# [What you will do]
Count the lines in the records below that contain the word "class". Reply with the number alone.

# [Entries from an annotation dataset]

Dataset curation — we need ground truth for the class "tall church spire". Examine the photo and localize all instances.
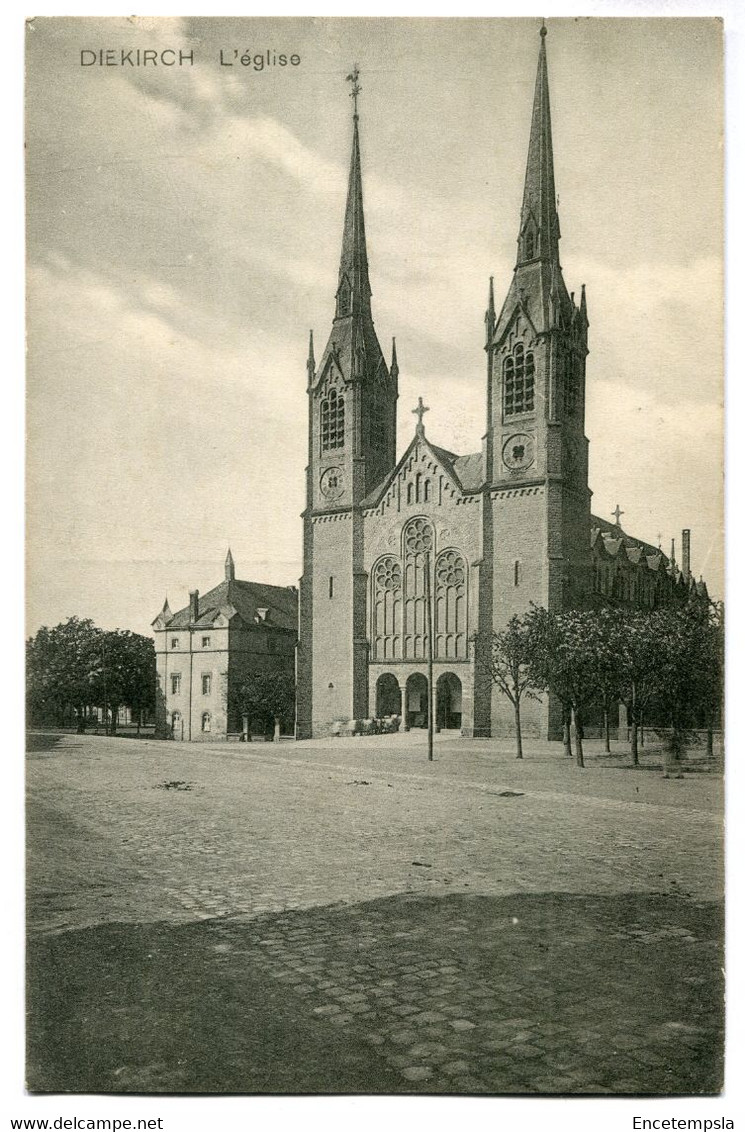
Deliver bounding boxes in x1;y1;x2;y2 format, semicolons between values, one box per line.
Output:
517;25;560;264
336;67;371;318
==
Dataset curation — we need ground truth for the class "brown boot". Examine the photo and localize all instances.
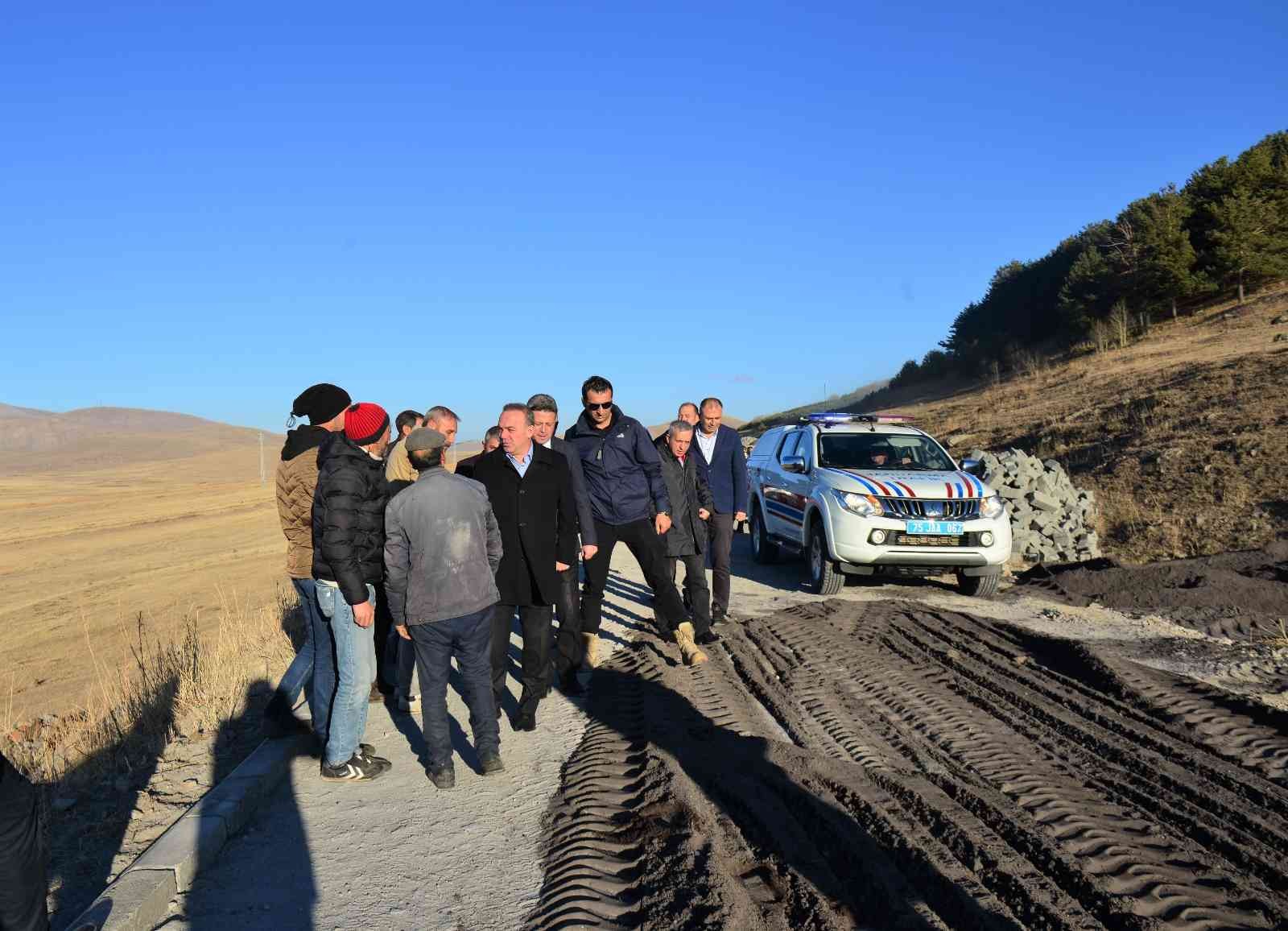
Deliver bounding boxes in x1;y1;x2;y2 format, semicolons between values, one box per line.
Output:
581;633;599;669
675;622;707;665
==
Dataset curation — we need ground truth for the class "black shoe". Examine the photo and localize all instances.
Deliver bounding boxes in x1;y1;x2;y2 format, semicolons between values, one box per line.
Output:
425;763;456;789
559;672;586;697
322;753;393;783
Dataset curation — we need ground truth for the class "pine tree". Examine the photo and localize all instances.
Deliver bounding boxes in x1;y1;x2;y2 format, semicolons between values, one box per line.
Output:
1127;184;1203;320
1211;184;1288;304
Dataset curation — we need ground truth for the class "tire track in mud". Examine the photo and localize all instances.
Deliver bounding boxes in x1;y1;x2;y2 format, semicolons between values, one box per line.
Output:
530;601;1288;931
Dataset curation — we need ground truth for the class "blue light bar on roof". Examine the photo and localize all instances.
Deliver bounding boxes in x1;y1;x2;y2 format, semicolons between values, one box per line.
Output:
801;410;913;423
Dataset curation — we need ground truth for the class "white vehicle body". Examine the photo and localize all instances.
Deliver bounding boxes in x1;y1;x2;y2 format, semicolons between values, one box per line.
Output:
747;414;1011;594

# [Result below]
7